▶ **Description of the task**
Convert the material below into a Markdown table with the columns Row and Line, numbering each row and omitting blank lines. Include only everything from the line containing "Can you spot the tree" down to the line containing "[[611, 163], [110, 229], [255, 147]]", with both of those lines included.

▶ **Data in this exercise**

⟨

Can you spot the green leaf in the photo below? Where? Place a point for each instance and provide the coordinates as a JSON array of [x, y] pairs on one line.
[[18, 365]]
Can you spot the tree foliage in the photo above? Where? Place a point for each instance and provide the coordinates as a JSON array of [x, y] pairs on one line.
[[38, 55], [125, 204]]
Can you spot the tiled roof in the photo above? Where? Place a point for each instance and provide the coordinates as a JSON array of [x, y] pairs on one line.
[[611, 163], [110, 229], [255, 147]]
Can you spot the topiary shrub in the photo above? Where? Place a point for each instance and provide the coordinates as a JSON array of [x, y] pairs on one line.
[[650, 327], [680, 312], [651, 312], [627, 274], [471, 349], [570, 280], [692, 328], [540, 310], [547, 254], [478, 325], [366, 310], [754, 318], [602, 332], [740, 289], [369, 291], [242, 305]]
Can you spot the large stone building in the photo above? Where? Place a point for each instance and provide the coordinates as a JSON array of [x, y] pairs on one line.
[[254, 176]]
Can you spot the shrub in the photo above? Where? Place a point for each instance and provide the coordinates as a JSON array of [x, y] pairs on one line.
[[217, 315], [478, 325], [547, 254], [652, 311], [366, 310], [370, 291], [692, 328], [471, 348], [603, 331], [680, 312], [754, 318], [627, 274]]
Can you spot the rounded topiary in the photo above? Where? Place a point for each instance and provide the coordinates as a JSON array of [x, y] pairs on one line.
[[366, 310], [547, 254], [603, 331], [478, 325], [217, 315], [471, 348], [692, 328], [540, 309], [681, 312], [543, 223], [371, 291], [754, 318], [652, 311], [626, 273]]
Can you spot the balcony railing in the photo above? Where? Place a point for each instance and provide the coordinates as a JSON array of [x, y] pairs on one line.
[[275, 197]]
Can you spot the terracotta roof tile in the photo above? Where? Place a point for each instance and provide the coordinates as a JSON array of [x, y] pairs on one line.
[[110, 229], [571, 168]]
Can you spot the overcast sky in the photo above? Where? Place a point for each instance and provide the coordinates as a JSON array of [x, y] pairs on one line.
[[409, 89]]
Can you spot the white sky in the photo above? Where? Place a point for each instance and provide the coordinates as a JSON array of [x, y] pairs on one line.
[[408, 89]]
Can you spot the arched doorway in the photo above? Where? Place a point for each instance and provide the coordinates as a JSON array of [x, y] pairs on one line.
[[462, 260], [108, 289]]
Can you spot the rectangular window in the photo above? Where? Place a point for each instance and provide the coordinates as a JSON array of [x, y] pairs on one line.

⟩

▶ **Expected answer**
| Row | Line |
|---|---|
| 1 | Can you spot the tree foliage in the photo above? Where? Place a point for each instance and provide the coordinates as a JSON array of [x, y] pairs on one line. |
| 2 | [[38, 55], [125, 204]] |
| 3 | Can you spot the tiled roof in the photo above? Where? Place a point for each instance and provide the coordinates as a JSON array of [x, y] pairs on one line. |
| 4 | [[611, 163], [110, 229], [255, 147]] |